Quote exactly and only this range of lines in the data below: the line that holds "Check that each instance of the blue jeans" to the line that holds "Check that each instance of the woman's right", both included.

====

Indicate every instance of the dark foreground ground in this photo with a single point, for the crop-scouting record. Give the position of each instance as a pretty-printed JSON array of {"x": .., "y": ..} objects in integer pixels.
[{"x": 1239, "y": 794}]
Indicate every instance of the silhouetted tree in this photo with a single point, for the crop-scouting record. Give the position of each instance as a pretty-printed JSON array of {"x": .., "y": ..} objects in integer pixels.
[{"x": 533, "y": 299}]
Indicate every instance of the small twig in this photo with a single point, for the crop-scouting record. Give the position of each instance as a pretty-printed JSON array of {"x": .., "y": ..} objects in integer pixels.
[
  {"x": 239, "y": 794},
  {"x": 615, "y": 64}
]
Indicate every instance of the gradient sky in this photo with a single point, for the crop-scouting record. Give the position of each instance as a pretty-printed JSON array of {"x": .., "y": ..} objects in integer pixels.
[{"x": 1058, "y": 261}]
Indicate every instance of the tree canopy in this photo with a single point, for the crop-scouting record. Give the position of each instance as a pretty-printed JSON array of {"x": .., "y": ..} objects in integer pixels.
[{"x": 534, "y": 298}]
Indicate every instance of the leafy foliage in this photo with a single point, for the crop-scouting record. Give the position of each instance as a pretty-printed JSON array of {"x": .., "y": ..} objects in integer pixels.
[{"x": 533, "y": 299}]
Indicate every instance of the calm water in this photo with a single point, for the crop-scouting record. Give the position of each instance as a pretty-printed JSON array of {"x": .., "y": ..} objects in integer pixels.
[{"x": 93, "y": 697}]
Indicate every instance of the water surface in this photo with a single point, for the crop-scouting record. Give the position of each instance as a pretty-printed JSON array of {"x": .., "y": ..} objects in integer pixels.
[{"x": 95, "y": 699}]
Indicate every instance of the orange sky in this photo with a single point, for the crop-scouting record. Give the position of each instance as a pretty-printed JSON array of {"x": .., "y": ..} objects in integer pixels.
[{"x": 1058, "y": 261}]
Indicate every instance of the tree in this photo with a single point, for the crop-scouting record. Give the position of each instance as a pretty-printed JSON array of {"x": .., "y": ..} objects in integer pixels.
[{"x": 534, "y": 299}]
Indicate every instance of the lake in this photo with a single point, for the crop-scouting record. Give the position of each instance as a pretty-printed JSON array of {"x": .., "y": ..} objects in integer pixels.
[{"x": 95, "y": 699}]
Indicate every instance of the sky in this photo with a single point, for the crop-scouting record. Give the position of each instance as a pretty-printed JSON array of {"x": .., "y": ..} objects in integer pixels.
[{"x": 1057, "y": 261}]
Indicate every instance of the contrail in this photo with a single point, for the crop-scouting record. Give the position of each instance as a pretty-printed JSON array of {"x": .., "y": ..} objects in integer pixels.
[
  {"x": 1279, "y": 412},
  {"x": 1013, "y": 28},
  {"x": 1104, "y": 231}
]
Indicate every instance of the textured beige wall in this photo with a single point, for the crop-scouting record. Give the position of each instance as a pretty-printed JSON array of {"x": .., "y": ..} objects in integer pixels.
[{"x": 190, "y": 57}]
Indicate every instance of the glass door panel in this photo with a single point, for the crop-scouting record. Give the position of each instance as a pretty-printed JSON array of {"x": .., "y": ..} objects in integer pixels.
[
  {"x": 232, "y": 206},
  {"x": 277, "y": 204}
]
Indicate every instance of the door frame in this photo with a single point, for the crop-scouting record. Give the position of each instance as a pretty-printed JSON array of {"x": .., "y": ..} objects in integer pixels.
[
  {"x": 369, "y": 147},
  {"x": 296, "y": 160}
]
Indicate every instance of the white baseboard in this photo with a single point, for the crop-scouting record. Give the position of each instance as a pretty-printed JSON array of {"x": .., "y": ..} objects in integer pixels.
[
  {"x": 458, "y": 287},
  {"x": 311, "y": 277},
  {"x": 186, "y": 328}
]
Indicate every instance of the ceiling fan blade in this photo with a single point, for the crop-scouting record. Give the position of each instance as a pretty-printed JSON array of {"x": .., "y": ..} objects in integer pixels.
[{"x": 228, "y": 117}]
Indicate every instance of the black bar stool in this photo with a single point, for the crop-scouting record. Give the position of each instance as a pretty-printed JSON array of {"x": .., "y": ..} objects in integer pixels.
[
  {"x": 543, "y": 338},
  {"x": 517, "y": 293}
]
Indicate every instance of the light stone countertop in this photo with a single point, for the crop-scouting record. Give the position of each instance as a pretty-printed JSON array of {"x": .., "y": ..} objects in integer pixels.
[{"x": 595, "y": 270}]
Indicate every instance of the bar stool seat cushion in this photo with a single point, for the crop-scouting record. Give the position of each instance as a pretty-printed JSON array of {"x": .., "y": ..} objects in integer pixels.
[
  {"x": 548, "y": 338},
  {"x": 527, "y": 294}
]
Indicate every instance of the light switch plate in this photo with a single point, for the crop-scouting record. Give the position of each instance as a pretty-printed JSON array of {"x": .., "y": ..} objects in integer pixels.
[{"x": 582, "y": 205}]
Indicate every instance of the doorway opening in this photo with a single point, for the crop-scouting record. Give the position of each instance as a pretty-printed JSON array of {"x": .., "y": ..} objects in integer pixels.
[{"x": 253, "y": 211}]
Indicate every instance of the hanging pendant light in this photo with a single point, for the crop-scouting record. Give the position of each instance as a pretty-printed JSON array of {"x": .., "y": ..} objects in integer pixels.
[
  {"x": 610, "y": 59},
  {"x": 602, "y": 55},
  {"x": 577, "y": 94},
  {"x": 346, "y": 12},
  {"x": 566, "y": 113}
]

====

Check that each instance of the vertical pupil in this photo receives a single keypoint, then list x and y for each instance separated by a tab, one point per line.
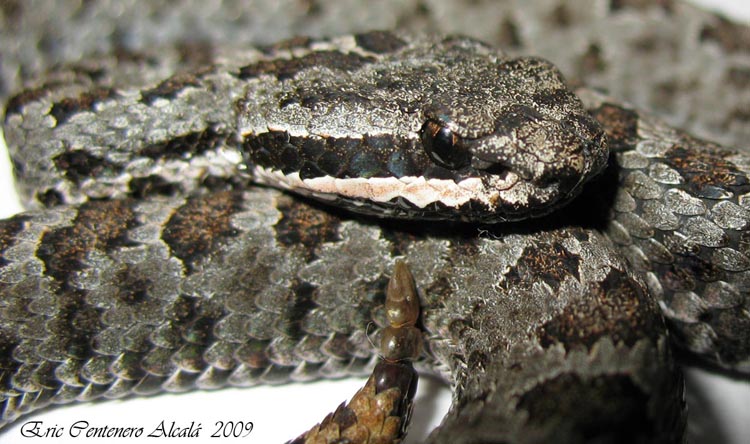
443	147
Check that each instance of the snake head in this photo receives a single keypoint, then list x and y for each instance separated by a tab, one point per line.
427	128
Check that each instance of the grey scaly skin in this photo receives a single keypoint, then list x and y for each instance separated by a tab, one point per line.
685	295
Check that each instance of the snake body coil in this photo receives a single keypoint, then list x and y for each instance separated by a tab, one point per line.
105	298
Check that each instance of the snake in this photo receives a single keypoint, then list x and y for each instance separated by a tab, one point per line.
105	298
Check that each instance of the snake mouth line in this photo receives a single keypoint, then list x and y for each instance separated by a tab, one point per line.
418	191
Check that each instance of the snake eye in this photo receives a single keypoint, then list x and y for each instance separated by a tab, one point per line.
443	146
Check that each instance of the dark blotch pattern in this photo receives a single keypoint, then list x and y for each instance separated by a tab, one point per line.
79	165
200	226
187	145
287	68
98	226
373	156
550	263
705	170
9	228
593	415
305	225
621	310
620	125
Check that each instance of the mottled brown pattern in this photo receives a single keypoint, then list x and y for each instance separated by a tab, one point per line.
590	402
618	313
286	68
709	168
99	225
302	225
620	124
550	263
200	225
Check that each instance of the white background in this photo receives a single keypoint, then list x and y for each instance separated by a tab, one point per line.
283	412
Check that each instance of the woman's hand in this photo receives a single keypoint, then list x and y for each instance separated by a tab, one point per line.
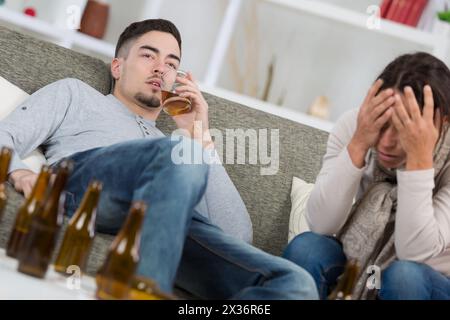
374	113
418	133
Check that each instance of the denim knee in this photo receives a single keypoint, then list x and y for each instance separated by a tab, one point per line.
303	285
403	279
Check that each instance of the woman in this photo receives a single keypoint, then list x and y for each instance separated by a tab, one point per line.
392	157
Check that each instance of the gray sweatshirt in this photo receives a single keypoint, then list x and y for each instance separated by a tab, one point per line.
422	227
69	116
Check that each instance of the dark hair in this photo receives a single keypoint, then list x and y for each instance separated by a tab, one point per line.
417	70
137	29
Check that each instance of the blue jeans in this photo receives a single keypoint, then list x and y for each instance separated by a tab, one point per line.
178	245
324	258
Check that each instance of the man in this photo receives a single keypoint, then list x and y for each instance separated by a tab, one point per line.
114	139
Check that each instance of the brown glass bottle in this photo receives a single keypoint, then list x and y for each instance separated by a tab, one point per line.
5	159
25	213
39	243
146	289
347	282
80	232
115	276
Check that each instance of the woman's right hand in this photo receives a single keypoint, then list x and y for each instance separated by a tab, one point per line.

====

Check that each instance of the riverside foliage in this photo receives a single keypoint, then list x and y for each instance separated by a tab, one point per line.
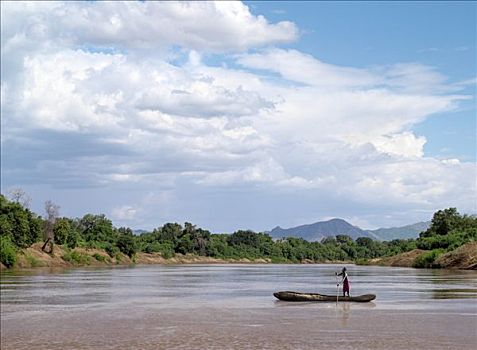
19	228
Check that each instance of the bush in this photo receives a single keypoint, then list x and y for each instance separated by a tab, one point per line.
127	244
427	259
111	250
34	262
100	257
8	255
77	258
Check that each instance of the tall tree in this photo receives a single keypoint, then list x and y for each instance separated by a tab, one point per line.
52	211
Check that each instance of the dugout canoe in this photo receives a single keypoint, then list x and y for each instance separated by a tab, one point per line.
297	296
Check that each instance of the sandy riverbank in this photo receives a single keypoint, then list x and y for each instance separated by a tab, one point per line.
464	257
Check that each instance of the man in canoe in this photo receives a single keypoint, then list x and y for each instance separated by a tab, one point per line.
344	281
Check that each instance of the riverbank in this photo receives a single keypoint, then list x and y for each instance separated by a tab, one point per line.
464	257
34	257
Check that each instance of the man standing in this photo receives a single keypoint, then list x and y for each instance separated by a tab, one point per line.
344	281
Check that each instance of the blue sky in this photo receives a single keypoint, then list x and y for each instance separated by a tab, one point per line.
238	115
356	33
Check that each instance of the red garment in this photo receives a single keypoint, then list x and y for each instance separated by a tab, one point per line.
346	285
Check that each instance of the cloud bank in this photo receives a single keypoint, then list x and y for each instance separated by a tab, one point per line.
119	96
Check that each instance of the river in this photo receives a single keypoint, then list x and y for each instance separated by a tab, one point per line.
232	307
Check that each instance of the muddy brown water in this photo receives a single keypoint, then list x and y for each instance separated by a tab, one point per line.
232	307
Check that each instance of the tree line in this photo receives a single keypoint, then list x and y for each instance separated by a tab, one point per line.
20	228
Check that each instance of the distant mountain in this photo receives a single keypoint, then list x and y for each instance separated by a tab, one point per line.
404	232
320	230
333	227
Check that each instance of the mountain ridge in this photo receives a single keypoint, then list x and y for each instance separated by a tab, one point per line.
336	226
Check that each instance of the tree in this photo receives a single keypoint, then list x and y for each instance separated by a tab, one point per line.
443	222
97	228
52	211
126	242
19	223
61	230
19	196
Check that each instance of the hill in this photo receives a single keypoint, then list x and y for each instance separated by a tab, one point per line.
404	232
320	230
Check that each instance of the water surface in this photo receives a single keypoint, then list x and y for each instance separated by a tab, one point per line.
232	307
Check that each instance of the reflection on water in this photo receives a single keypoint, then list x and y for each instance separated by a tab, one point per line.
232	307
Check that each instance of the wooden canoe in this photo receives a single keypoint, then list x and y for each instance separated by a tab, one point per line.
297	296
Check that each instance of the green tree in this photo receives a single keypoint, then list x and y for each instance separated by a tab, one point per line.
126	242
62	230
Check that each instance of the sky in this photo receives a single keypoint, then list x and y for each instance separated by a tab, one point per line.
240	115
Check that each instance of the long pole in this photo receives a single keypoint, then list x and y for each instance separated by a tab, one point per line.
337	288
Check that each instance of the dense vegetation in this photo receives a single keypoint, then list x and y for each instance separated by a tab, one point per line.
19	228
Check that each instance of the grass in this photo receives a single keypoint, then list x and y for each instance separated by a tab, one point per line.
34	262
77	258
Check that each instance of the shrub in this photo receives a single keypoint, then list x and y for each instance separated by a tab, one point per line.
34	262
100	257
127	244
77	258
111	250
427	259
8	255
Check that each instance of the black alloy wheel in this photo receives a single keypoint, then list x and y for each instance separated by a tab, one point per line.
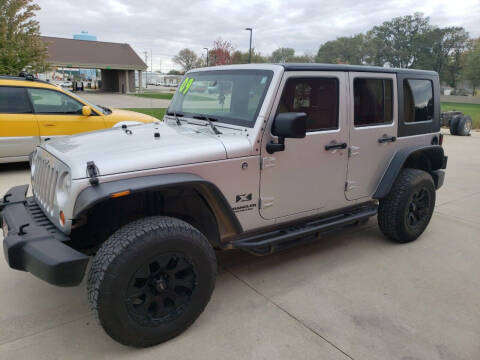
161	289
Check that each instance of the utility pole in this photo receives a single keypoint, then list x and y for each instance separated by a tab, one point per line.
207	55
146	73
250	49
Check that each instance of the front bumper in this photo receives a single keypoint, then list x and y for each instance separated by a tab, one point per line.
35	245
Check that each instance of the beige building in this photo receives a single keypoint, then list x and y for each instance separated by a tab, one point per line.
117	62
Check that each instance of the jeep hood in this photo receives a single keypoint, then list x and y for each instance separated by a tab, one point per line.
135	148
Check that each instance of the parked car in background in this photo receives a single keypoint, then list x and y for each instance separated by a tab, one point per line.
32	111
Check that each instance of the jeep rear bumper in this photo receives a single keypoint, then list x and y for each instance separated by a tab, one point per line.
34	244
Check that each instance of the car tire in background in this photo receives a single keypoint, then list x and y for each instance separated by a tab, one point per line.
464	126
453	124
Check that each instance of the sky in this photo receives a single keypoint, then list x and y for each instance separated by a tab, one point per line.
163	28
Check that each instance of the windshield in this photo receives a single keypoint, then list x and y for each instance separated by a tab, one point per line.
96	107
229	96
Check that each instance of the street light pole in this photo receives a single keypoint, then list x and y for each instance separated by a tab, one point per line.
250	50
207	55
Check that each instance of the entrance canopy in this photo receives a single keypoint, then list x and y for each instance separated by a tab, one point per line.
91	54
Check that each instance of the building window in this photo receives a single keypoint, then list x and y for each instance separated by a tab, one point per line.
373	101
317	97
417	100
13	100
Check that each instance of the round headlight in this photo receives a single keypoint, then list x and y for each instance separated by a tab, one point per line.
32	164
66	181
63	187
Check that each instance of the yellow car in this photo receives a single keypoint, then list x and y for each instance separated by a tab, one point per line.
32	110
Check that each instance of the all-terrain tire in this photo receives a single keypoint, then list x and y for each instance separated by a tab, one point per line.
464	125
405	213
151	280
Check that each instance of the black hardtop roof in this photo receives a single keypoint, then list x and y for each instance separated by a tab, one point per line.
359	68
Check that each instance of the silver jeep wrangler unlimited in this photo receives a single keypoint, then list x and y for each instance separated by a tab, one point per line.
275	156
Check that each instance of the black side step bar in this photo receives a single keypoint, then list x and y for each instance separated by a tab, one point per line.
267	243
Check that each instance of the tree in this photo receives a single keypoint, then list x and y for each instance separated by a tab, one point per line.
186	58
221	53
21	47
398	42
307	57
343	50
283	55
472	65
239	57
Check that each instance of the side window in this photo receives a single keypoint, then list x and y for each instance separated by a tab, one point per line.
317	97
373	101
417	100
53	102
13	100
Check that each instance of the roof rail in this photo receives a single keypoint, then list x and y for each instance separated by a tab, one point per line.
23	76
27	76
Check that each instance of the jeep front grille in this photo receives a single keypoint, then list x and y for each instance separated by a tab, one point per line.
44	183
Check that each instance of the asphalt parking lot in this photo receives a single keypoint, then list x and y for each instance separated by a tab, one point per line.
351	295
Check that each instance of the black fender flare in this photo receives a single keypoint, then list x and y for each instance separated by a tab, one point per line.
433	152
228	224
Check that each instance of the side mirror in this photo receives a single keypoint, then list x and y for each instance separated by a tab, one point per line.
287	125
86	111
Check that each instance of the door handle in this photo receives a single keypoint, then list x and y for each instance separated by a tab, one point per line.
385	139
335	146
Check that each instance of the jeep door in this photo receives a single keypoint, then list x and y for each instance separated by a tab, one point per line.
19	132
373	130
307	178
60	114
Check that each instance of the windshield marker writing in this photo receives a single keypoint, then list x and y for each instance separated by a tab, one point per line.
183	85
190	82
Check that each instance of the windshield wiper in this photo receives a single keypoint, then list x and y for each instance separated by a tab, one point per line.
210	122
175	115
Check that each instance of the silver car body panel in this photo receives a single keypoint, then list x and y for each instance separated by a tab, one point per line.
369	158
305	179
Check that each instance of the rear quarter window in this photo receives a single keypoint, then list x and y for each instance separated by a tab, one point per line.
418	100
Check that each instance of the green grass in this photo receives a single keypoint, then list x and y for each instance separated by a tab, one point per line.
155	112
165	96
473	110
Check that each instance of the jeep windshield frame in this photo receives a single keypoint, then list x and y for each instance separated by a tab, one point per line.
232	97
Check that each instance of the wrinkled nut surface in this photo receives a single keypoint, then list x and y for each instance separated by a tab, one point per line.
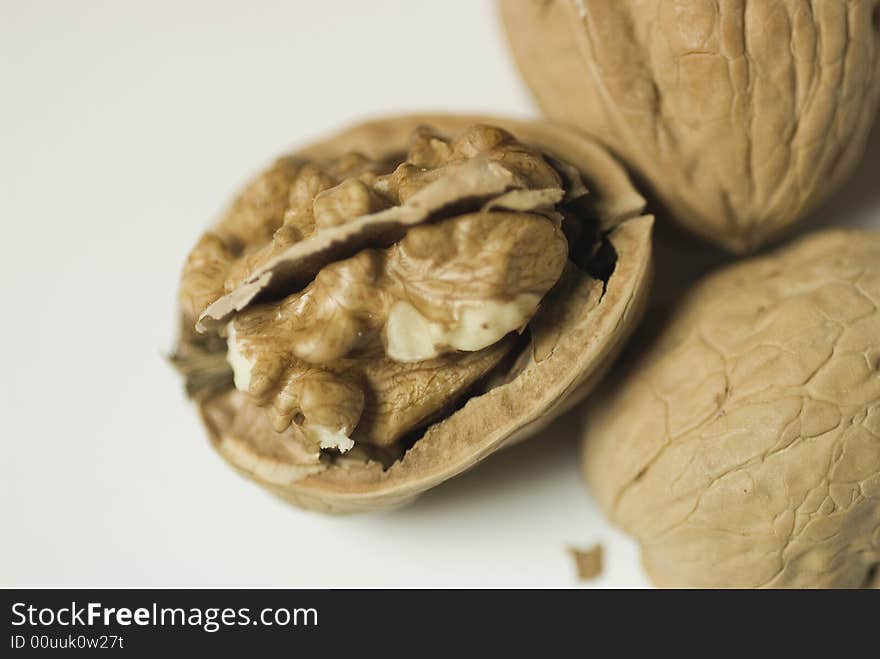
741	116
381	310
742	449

====

# [Completed exercise]
Check that each instance of the blue jeans in this photo receives a single keypoint, then list x and y for each instance separated by a tab, one point per line.
178	245
324	258
Check that each instance of the man in this photo receives a single keypoint, then list x and y for each instance separated by a tab, one point per line.
114	139
Check that each instance of the brown glass bottle in this photo receives a single keypoint, then list x and y for each instance separated by a tab, one point per line.
5	159
25	213
39	243
146	289
347	282
80	232
115	276
Check that each instance of the woman's right hand in this photo receives a single keypoint, then list x and y for each instance separated by a tab, one point per line.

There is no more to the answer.